### EXERCISE INSTRUCTIONS:
Repeat verbatim the portion of the piano practice essay between "I wish I could" and "many years ago.", inclusive.

Practice Makes Progress

I wish I could write a letter of apology to the piano teacher of my childhood, Mrs. Bogart.  She tried – she really did – to encourage me to practice.  She gave me all of the skills, attempted to excite my love for the instrument, and listened to every lame excuse week after week.  How frustrating it must have been for her to have to go over the same material at every lesson because I did not practice it and had forgotten most of what she had taught me the previous week.  What a thrill she had to have experienced when I occasionally developed an interest in something and nailed it.  I must have been an exasperating and exhausting annoyance every week for her.

 

Sadly, I will never get to write that letter.  She passed away many years ago.

 

Now that I am playing the instrument of my choosing, and paying for the privilege, I get it.  I was too immature at the tender age of six to realize what a fantastic opportunity I was being offered.  Children have so much free time and intellectual capacity.  I could have made much greater strides if I had only chosen to practice the piano in those eight years, rather than torture everyone around me – including poor Mrs. Bogart.  Of course, this is all in hindsight.  At the time, I thought I was a model student, and she just too impatient.  I was blind to my own faults.

### GIVEN RECORDS:
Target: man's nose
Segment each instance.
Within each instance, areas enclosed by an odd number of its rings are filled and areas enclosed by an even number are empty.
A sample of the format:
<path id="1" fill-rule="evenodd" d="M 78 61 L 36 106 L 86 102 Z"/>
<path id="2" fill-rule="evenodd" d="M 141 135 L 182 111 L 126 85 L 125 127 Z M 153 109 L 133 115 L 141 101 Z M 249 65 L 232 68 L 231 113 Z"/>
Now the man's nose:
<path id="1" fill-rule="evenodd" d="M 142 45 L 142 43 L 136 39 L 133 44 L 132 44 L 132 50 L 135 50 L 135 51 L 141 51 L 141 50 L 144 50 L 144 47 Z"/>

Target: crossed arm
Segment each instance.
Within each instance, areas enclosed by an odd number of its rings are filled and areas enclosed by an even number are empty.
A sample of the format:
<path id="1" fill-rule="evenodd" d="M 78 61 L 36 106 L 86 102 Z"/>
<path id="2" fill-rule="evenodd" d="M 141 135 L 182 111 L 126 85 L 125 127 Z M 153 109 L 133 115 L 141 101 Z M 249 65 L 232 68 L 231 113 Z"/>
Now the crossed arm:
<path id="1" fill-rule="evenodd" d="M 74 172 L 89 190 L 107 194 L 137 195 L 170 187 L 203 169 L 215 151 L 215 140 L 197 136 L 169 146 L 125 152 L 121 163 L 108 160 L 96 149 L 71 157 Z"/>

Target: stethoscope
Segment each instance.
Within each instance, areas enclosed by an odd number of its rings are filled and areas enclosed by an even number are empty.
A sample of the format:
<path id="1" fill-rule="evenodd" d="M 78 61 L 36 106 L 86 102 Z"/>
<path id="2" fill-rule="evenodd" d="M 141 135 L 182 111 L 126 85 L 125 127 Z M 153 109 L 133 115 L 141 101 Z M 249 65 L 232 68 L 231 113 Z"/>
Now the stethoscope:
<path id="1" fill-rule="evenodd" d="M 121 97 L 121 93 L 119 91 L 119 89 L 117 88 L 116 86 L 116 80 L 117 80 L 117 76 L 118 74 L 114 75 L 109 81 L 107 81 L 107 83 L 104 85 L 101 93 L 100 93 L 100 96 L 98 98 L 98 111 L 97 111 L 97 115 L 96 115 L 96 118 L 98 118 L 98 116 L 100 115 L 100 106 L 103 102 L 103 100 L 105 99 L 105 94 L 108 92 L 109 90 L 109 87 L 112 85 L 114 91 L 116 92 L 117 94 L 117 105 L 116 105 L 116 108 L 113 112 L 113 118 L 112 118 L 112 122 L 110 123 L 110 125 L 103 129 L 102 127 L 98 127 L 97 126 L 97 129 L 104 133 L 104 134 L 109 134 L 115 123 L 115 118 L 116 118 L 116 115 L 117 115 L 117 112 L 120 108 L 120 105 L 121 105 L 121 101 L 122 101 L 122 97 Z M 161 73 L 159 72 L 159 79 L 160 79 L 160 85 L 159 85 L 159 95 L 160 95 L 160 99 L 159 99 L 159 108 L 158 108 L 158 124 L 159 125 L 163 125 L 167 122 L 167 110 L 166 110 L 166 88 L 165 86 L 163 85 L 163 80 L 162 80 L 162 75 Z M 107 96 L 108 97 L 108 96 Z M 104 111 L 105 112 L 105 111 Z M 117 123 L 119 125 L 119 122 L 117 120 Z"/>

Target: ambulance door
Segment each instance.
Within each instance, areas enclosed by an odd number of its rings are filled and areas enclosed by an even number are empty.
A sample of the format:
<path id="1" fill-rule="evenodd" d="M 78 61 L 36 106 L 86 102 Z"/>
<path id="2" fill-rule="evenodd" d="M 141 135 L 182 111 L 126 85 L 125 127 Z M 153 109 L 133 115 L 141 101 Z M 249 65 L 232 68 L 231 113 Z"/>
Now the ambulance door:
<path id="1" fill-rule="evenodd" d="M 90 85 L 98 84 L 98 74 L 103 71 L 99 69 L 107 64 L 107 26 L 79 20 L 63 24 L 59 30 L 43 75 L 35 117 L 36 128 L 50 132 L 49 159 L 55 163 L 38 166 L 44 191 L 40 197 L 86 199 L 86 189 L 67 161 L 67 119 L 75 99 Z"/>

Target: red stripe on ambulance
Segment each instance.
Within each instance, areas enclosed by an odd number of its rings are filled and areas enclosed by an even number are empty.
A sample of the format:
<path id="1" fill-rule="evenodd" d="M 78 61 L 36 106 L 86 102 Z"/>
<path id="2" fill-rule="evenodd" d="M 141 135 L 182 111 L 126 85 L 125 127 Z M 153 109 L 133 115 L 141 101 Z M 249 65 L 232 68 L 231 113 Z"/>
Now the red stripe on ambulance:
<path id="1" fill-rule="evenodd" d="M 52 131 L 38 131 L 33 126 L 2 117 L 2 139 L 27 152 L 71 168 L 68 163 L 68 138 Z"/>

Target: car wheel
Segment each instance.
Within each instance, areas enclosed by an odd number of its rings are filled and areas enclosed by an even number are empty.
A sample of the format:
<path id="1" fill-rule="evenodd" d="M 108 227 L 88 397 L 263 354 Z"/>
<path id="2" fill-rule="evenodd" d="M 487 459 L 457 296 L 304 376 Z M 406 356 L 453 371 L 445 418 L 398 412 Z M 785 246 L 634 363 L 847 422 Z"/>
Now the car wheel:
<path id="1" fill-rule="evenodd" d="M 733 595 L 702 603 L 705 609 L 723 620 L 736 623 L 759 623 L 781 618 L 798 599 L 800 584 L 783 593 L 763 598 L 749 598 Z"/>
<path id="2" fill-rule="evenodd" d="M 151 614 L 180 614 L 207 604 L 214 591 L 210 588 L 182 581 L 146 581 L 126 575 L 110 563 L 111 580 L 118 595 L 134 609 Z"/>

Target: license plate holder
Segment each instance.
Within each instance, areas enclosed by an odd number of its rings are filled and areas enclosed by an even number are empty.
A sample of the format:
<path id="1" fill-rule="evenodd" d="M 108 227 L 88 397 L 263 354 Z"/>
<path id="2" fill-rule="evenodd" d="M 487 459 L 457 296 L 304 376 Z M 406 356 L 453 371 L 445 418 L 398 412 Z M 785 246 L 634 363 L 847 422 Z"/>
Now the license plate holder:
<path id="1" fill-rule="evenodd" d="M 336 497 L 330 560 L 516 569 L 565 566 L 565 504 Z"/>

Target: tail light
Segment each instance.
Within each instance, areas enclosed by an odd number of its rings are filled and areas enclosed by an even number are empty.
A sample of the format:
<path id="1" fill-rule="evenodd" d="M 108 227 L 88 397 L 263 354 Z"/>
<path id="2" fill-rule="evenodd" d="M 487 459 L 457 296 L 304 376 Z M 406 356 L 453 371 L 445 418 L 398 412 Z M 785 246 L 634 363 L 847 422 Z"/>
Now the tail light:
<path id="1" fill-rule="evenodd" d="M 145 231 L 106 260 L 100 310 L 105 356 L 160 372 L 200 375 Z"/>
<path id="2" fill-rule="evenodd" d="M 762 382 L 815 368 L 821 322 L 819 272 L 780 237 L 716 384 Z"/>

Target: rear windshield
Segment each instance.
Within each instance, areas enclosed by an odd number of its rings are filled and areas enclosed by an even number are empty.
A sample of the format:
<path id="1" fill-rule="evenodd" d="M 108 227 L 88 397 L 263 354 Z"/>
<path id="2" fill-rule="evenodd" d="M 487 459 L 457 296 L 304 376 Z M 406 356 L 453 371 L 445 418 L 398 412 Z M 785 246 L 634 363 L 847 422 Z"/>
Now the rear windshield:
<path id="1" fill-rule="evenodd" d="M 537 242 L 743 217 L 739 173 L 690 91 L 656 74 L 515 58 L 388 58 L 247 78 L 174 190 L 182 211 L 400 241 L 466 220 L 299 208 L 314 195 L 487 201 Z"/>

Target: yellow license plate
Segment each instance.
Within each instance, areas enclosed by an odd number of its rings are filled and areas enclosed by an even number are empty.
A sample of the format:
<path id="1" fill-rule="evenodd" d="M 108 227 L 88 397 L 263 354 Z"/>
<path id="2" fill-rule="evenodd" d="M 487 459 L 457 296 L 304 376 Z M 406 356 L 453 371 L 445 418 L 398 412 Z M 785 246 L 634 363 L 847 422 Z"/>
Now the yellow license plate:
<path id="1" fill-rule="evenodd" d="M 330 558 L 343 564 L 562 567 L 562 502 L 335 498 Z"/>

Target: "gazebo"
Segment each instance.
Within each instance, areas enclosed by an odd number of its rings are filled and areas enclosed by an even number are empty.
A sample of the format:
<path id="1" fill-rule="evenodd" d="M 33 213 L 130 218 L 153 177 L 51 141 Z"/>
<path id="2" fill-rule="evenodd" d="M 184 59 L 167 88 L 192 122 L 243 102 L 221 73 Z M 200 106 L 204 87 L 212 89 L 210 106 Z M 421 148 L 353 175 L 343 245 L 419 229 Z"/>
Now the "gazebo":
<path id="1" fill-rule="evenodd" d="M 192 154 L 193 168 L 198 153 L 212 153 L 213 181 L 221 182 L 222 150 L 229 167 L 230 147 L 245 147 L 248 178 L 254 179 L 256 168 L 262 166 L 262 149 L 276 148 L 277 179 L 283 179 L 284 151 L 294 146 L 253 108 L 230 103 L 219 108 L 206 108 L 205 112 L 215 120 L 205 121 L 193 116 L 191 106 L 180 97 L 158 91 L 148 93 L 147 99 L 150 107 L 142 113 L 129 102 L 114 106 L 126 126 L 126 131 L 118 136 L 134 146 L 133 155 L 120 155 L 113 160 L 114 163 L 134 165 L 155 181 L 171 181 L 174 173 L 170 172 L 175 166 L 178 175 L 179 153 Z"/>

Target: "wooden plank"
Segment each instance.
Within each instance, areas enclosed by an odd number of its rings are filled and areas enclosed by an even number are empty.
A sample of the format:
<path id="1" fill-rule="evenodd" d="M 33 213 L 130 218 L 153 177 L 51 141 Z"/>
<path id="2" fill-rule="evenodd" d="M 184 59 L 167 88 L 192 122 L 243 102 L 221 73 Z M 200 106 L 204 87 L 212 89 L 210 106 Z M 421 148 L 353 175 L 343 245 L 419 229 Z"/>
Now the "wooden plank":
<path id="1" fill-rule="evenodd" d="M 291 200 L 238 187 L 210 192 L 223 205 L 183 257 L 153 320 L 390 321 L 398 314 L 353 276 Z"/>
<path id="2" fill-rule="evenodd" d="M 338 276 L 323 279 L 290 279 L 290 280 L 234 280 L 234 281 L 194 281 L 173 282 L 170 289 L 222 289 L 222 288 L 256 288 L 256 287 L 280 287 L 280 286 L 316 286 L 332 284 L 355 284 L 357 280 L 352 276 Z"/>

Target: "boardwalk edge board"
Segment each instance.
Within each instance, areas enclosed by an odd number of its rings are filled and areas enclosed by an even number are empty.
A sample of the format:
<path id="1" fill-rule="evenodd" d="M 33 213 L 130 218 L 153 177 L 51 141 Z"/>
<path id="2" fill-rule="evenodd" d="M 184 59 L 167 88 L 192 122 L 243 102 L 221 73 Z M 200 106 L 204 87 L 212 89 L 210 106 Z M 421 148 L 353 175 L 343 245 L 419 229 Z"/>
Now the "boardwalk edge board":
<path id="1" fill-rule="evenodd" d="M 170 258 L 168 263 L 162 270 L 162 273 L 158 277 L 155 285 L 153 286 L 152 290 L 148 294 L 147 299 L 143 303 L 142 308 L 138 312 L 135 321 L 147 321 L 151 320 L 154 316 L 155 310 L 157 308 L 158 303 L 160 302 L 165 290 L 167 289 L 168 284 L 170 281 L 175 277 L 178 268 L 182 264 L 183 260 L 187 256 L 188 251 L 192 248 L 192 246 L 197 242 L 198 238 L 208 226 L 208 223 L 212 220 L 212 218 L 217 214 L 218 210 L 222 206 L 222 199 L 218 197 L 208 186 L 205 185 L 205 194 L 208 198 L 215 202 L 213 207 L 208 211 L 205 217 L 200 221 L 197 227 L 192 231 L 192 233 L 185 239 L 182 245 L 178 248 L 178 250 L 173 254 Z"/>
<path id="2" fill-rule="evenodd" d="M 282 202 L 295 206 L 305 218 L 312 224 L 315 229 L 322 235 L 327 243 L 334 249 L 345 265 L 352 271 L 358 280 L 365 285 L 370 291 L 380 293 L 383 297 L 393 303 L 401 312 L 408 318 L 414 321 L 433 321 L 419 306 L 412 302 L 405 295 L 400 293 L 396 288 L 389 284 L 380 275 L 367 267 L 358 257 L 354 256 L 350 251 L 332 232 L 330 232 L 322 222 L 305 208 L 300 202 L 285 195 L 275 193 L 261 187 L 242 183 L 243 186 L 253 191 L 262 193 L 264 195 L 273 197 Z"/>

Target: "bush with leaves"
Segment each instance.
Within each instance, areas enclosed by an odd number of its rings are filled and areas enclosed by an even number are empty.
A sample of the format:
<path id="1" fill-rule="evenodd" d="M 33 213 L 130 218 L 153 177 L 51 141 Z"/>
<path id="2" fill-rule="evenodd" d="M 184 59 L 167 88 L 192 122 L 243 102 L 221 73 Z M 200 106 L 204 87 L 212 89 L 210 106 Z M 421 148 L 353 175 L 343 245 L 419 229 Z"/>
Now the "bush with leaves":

### RESULT FOR THIS EXERCISE:
I wish I could write a letter of apology to the piano teacher of my childhood, Mrs. Bogart.  She tried – she really did – to encourage me to practice.  She gave me all of the skills, attempted to excite my love for the instrument, and listened to every lame excuse week after week.  How frustrating it must have been for her to have to go over the same material at every lesson because I did not practice it and had forgotten most of what she had taught me the previous week.  What a thrill she had to have experienced when I occasionally developed an interest in something and nailed it.  I must have been an exasperating and exhausting annoyance every week for her.

 

Sadly, I will never get to write that letter.  She passed away many years ago.